PROBLEM STATEMENT -> Copy each line of the records that holds the string "eyeglasses".

INPUT DATA section start

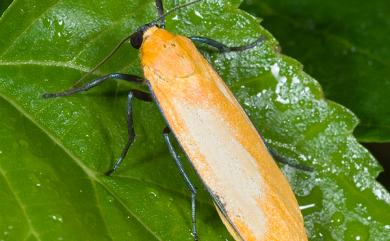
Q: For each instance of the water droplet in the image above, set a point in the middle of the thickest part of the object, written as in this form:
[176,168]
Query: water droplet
[198,14]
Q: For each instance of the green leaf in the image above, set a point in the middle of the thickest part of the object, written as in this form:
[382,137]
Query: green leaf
[4,5]
[53,153]
[345,45]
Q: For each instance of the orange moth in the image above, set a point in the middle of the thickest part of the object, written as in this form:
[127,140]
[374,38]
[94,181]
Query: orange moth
[252,196]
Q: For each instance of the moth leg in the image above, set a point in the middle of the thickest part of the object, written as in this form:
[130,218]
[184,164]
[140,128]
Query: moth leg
[130,129]
[222,48]
[187,180]
[160,10]
[94,83]
[282,159]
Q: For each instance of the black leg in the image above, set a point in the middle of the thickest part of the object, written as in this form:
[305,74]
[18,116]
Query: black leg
[160,10]
[187,180]
[93,83]
[223,48]
[130,128]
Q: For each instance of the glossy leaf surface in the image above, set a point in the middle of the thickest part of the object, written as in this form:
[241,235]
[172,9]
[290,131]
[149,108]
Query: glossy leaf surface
[344,44]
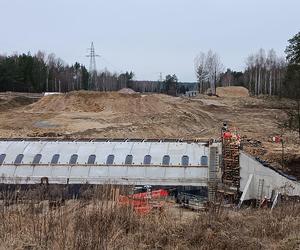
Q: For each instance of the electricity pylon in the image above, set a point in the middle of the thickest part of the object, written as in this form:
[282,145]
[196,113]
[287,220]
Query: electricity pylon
[92,69]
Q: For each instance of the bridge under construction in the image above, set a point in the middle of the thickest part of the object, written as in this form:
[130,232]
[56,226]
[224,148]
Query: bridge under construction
[159,162]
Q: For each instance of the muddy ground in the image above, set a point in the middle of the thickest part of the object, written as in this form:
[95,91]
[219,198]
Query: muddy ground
[117,115]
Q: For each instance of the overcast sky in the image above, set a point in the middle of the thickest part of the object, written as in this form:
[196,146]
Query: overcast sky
[148,36]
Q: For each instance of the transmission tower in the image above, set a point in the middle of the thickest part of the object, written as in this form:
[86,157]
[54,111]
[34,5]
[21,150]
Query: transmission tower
[92,70]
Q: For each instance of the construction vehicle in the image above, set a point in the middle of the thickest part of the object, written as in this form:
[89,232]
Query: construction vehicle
[145,202]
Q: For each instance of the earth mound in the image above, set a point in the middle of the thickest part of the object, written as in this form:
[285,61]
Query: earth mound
[14,102]
[233,91]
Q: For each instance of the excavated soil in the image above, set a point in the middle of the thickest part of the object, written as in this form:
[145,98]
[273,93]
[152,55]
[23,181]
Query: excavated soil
[84,114]
[234,91]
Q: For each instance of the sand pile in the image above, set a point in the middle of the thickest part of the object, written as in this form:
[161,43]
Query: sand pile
[113,102]
[234,91]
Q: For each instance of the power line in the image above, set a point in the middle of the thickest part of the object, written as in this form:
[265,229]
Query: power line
[92,69]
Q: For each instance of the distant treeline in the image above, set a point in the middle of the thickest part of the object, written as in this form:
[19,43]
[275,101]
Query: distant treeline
[264,74]
[47,73]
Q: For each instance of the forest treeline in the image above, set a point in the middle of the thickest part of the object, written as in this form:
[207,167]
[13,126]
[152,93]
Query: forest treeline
[265,73]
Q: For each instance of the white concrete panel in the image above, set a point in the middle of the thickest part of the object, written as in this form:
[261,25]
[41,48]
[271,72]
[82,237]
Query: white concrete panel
[60,171]
[84,151]
[42,171]
[24,171]
[13,150]
[121,150]
[272,180]
[139,150]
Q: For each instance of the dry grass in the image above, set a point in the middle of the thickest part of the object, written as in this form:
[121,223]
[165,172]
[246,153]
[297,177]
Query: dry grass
[100,224]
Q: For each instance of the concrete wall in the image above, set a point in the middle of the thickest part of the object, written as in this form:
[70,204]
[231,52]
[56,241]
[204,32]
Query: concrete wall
[271,179]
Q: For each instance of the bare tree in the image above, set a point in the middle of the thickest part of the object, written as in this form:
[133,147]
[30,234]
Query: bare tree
[208,68]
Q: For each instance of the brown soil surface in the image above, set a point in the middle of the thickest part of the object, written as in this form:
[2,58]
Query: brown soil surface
[116,115]
[234,91]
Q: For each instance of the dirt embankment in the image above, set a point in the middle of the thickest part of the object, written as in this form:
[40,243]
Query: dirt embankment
[234,91]
[11,102]
[87,101]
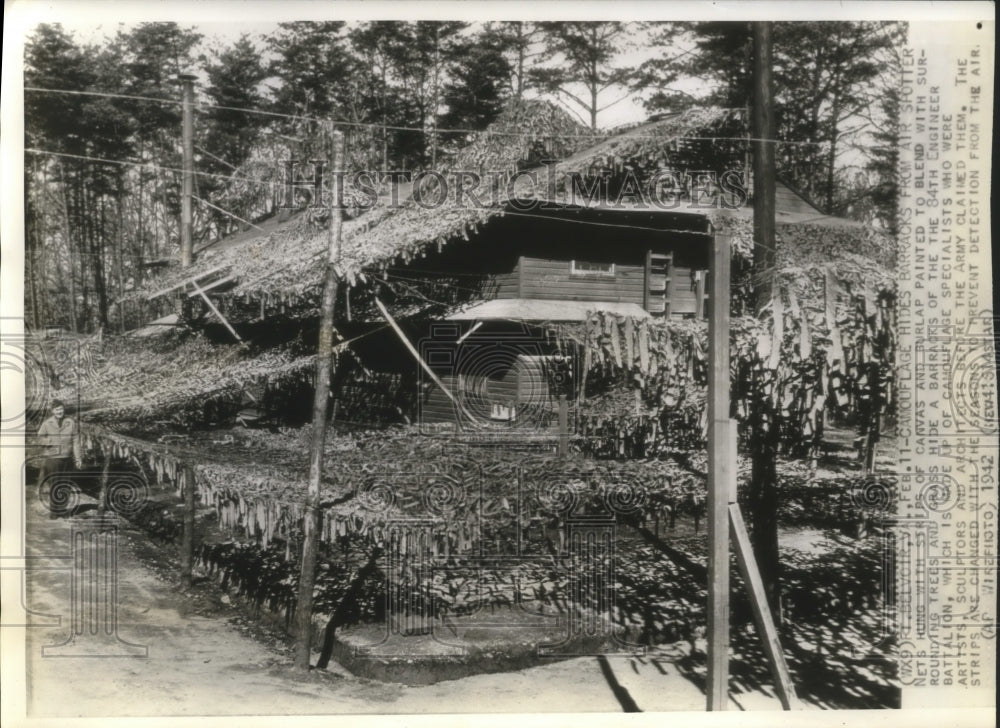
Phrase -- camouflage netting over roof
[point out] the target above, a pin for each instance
(285, 265)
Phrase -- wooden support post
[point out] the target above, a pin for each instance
(218, 313)
(187, 544)
(187, 181)
(761, 610)
(324, 361)
(721, 479)
(563, 426)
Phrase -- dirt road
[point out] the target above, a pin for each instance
(205, 656)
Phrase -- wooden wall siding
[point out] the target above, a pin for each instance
(682, 291)
(550, 279)
(508, 285)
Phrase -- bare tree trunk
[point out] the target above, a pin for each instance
(69, 248)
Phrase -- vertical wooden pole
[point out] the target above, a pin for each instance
(761, 611)
(763, 165)
(187, 544)
(324, 361)
(102, 497)
(563, 426)
(187, 190)
(699, 295)
(721, 477)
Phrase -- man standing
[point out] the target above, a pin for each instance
(57, 438)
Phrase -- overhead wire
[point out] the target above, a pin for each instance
(424, 130)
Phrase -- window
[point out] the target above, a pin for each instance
(591, 270)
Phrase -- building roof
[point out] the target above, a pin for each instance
(284, 263)
(533, 309)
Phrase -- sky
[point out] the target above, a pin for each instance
(627, 111)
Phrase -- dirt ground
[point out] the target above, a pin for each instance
(206, 655)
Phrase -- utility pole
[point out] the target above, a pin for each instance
(324, 361)
(763, 165)
(187, 191)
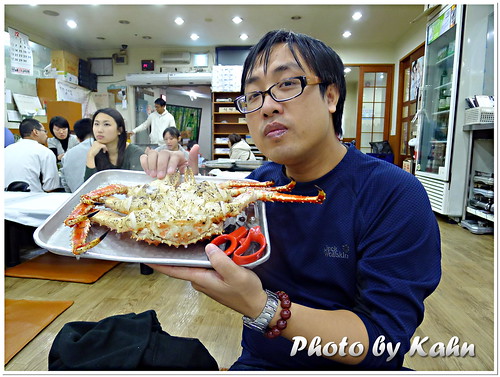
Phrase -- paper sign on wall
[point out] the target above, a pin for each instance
(21, 56)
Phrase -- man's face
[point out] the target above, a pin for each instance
(40, 134)
(288, 132)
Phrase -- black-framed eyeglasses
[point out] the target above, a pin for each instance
(282, 91)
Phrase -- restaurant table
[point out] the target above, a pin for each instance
(23, 213)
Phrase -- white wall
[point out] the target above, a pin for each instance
(370, 55)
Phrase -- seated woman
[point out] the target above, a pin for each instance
(110, 149)
(172, 137)
(62, 140)
(239, 149)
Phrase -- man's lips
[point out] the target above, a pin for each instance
(274, 129)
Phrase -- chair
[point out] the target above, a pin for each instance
(17, 235)
(18, 186)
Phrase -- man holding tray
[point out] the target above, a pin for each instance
(344, 286)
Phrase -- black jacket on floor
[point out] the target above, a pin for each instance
(126, 342)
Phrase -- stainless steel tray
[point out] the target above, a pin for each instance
(54, 236)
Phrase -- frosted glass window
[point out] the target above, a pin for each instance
(381, 79)
(379, 110)
(368, 94)
(405, 111)
(366, 125)
(365, 140)
(367, 111)
(406, 85)
(379, 95)
(413, 108)
(369, 79)
(378, 125)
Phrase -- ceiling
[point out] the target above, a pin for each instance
(381, 25)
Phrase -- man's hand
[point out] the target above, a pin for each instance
(159, 164)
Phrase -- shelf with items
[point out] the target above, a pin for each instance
(226, 120)
(479, 207)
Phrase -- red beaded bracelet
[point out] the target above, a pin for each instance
(285, 315)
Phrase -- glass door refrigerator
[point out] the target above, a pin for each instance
(440, 167)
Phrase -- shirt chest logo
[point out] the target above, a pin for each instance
(337, 251)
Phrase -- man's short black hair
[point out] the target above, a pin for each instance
(161, 102)
(319, 57)
(27, 126)
(83, 128)
(59, 122)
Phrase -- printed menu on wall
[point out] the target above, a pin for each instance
(21, 56)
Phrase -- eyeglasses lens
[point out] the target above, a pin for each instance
(281, 91)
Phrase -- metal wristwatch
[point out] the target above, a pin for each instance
(261, 323)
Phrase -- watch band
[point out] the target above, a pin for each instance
(261, 323)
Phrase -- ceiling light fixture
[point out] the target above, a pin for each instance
(356, 16)
(50, 13)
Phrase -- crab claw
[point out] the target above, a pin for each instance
(89, 245)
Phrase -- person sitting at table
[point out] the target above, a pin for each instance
(239, 149)
(8, 137)
(172, 137)
(73, 166)
(29, 160)
(62, 140)
(110, 149)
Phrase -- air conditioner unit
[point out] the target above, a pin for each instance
(195, 78)
(176, 57)
(158, 79)
(147, 79)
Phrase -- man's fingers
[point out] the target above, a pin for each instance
(221, 262)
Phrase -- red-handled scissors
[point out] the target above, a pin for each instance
(240, 242)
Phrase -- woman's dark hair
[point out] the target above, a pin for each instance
(319, 57)
(234, 138)
(83, 128)
(101, 159)
(174, 131)
(61, 123)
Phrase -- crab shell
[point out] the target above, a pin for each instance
(169, 212)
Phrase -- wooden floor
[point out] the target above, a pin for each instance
(462, 306)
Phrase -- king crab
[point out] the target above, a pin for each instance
(170, 212)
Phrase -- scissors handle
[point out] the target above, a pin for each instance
(232, 237)
(254, 236)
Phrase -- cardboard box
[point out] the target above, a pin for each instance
(408, 165)
(65, 61)
(66, 76)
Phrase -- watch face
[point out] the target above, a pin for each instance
(148, 65)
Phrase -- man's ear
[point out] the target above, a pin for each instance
(332, 97)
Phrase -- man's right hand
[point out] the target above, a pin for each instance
(159, 164)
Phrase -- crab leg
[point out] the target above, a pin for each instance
(94, 196)
(79, 214)
(267, 196)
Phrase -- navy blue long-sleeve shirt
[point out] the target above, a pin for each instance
(373, 247)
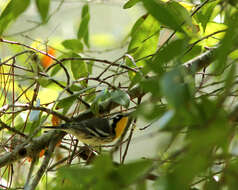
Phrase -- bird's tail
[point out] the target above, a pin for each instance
(60, 127)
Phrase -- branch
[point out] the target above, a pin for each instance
(31, 149)
(44, 165)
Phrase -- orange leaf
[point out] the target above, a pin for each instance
(55, 120)
(46, 60)
(42, 152)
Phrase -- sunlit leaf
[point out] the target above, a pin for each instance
(43, 8)
(14, 9)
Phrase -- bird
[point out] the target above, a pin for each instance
(95, 131)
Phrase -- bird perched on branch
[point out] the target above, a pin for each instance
(95, 131)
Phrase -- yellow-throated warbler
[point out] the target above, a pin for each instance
(95, 131)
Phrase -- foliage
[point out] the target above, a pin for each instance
(183, 84)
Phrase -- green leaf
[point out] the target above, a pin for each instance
(43, 8)
(204, 15)
(227, 44)
(83, 27)
(131, 172)
(130, 4)
(67, 102)
(13, 9)
(163, 14)
(144, 41)
(103, 95)
(79, 68)
(175, 89)
(167, 54)
(73, 44)
(120, 97)
(44, 82)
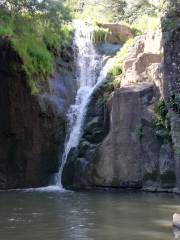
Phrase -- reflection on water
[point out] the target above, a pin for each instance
(44, 215)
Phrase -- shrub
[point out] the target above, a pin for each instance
(35, 34)
(162, 121)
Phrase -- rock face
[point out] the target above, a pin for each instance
(122, 158)
(145, 51)
(118, 32)
(32, 129)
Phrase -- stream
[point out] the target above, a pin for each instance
(55, 215)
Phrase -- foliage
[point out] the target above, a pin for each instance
(117, 81)
(174, 102)
(123, 53)
(119, 58)
(138, 130)
(99, 33)
(35, 30)
(162, 121)
(115, 70)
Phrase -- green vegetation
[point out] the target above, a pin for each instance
(35, 30)
(100, 33)
(119, 58)
(174, 102)
(117, 81)
(138, 130)
(162, 121)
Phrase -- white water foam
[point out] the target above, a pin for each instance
(89, 74)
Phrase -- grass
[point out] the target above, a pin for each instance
(121, 55)
(35, 44)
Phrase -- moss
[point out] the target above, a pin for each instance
(151, 176)
(168, 179)
(114, 182)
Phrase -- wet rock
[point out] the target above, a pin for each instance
(32, 127)
(67, 178)
(176, 220)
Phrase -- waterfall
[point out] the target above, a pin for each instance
(89, 73)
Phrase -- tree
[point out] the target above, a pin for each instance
(35, 29)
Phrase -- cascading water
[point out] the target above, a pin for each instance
(89, 74)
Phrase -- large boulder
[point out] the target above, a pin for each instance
(118, 32)
(32, 127)
(143, 52)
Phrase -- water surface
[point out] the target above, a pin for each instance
(42, 215)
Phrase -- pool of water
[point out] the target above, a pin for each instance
(41, 215)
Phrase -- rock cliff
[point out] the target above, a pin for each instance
(32, 127)
(126, 151)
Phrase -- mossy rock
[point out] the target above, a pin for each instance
(69, 168)
(168, 179)
(83, 147)
(151, 176)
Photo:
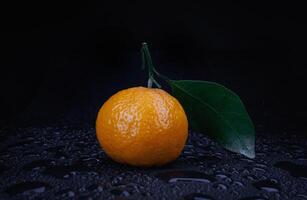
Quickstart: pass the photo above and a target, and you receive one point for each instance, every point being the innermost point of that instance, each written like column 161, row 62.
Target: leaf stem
column 147, row 61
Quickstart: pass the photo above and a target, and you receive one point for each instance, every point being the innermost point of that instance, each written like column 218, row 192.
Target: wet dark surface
column 67, row 163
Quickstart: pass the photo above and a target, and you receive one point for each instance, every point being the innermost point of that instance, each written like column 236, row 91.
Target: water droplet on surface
column 267, row 185
column 220, row 186
column 253, row 198
column 65, row 171
column 237, row 183
column 295, row 170
column 3, row 169
column 197, row 196
column 119, row 192
column 302, row 196
column 36, row 165
column 27, row 188
column 185, row 175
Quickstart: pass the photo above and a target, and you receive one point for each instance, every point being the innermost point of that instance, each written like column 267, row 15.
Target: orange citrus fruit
column 142, row 127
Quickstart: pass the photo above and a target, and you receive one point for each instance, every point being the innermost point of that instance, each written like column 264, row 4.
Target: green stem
column 146, row 60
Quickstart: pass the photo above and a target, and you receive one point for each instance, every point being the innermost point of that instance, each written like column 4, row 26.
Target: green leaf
column 216, row 110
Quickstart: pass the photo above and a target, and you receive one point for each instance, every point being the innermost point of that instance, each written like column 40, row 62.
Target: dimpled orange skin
column 142, row 127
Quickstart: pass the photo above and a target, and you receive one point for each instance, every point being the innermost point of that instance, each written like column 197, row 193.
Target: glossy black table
column 67, row 163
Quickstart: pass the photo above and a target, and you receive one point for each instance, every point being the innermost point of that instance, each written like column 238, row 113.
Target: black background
column 61, row 61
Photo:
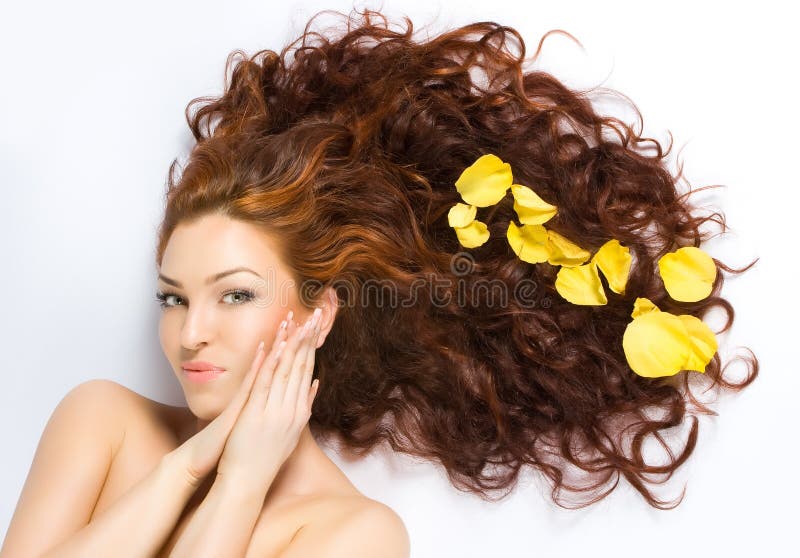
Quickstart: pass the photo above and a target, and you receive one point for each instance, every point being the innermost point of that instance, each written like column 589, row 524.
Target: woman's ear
column 330, row 306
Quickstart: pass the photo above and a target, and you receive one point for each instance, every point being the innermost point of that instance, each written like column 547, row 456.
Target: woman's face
column 217, row 317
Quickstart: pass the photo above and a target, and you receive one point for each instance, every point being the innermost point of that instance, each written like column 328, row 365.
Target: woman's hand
column 279, row 406
column 198, row 455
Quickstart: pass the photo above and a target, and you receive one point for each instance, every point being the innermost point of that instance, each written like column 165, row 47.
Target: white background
column 92, row 113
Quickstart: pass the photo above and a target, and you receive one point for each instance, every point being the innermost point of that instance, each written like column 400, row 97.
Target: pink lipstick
column 201, row 371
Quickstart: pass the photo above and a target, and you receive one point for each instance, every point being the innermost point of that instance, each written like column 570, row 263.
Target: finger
column 297, row 375
column 280, row 378
column 301, row 398
column 231, row 411
column 264, row 371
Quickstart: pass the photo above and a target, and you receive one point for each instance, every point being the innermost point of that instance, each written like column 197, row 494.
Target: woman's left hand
column 279, row 407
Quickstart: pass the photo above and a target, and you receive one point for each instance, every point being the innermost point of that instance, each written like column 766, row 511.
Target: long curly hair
column 346, row 147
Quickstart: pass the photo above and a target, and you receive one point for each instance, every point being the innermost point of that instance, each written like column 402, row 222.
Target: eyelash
column 161, row 297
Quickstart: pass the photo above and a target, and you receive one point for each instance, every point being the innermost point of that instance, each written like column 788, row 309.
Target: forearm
column 138, row 524
column 224, row 522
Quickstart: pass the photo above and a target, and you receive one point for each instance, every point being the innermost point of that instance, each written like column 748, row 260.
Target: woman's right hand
column 199, row 455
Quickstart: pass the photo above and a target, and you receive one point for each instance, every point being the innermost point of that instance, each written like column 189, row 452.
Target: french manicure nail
column 280, row 348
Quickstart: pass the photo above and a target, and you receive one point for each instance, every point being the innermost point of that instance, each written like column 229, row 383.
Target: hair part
column 346, row 148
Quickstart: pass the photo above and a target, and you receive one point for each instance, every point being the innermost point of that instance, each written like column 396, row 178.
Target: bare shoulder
column 122, row 408
column 69, row 468
column 362, row 527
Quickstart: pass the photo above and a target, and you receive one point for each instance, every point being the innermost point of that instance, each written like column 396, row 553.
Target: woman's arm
column 138, row 524
column 75, row 453
column 223, row 524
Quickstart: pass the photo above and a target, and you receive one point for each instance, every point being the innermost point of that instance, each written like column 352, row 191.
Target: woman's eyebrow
column 213, row 279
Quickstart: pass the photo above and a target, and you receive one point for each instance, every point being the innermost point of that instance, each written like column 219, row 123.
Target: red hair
column 348, row 152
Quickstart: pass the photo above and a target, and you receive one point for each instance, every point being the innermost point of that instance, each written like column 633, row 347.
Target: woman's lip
column 201, row 376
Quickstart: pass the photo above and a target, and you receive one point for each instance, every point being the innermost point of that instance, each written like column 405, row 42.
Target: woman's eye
column 237, row 297
column 243, row 296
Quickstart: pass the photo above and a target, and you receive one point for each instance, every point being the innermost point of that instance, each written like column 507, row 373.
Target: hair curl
column 348, row 154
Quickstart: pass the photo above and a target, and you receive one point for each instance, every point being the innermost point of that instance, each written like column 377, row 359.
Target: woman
column 344, row 170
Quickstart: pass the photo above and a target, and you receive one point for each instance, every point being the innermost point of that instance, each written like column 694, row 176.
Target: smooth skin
column 274, row 405
column 102, row 431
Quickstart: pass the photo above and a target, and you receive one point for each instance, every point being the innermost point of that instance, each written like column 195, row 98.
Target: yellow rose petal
column 581, row 285
column 703, row 343
column 564, row 252
column 614, row 260
column 485, row 181
column 656, row 344
column 688, row 273
column 473, row 235
column 461, row 215
column 530, row 208
column 529, row 242
column 642, row 306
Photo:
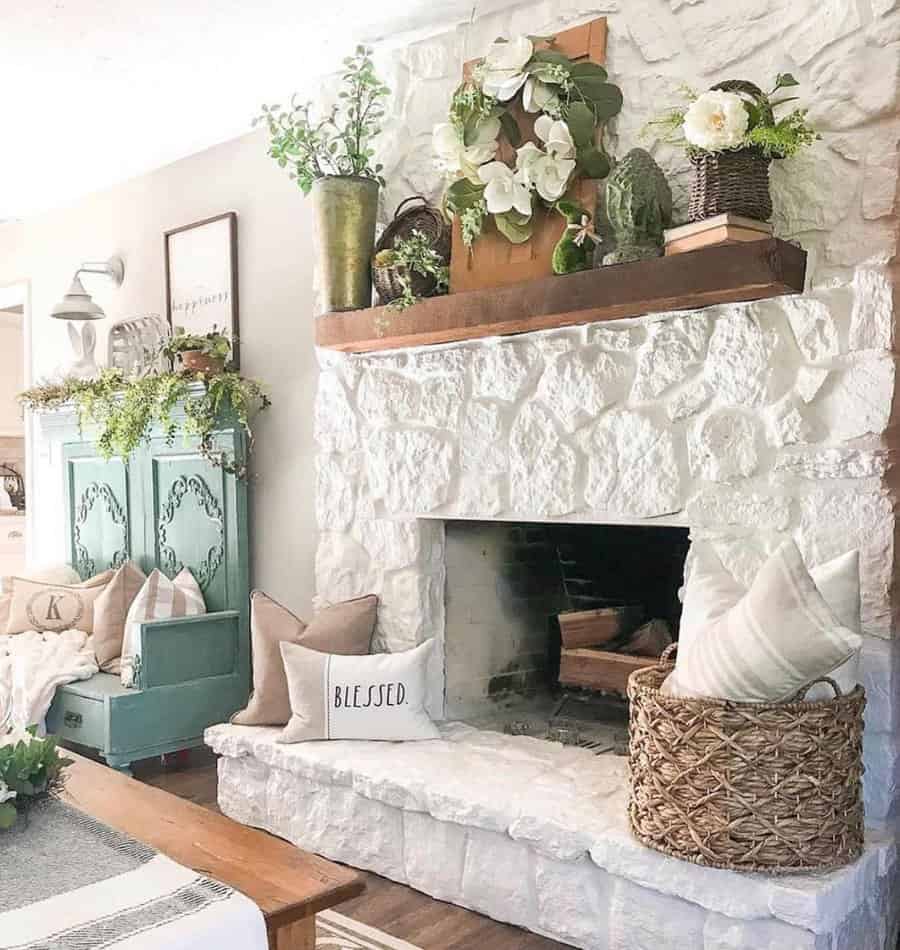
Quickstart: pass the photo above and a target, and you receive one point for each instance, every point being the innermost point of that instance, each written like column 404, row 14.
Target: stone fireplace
column 740, row 425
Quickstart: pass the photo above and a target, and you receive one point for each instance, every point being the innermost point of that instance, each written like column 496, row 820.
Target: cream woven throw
column 68, row 882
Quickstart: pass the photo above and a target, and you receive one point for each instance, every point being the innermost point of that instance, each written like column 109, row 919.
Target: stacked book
column 721, row 229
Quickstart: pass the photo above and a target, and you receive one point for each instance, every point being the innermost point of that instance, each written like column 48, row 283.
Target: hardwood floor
column 393, row 908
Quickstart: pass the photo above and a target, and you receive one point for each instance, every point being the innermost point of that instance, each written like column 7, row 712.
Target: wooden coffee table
column 288, row 885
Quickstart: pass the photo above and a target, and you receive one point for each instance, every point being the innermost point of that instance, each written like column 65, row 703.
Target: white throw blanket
column 32, row 665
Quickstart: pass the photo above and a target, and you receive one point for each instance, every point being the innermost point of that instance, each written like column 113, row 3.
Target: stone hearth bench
column 536, row 834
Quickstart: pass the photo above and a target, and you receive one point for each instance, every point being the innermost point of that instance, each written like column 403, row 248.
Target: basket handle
column 800, row 695
column 406, row 201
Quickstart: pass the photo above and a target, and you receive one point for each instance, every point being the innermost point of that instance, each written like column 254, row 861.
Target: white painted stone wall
column 747, row 423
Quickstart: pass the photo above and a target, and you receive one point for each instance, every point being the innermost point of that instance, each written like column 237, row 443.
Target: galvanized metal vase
column 345, row 208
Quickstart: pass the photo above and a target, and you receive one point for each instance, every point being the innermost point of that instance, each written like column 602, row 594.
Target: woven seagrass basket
column 774, row 787
column 430, row 222
column 735, row 181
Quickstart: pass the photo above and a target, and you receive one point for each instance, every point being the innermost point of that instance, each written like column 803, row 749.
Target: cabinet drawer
column 78, row 719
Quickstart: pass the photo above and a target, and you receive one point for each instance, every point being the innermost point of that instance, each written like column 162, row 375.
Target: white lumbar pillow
column 770, row 641
column 381, row 696
column 159, row 599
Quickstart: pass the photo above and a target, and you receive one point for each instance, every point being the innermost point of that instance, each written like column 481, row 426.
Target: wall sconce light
column 78, row 307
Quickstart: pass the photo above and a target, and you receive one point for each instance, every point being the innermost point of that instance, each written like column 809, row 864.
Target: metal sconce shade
column 77, row 305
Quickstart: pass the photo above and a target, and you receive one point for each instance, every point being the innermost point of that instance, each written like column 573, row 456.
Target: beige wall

INPUT DATA section end

SOLUTION FOR THIS PROBLEM ->
Phrase -- black-framed eyeglasses
Phrase -- eyeglasses lens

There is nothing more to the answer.